EXERCISE DATA below:

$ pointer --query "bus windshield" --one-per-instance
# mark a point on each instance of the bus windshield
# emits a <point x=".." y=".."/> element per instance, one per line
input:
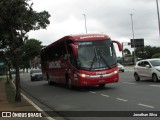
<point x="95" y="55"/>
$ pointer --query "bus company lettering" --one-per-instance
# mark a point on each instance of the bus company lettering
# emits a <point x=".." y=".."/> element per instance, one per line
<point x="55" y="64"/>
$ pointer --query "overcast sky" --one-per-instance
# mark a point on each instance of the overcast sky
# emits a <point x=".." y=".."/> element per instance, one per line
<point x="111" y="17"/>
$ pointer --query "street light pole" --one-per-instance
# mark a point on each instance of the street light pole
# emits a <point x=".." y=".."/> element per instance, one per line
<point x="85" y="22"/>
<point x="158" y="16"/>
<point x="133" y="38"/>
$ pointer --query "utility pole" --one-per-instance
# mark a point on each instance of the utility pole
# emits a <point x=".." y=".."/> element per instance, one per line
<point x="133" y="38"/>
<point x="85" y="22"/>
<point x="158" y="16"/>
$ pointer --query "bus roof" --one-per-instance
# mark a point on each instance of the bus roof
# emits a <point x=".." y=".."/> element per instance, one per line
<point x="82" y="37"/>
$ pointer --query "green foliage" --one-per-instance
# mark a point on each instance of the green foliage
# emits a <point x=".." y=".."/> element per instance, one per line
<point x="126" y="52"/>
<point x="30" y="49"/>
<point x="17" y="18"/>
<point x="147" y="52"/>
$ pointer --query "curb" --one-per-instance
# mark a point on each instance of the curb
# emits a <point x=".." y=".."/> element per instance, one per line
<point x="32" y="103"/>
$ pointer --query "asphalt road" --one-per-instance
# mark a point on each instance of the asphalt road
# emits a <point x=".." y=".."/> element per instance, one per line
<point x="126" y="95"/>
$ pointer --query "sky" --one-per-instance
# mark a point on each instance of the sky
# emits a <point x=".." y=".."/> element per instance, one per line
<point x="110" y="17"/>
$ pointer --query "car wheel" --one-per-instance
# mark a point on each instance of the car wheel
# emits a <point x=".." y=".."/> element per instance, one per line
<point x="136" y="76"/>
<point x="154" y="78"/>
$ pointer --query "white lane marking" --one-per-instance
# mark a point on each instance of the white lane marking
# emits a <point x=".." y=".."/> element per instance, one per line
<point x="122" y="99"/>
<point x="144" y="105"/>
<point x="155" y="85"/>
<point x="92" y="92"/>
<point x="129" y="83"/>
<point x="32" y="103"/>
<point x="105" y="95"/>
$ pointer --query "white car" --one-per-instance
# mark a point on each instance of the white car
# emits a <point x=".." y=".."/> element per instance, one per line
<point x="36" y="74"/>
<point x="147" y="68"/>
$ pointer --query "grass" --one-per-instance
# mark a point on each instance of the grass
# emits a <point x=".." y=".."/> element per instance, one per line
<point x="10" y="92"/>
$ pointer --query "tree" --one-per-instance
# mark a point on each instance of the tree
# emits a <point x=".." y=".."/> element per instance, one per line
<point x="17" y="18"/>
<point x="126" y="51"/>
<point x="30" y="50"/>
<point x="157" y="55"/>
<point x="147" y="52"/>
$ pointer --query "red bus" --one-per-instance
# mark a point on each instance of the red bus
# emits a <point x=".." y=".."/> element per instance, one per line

End of EXERCISE DATA.

- [HOW TO COMPLETE THIS TASK]
All lines of the records containing "overcast" should be shown.

- [EXERCISE OUTPUT]
$ pointer --query "overcast sky" --one-per-instance
# mark a point on each instance of the overcast sky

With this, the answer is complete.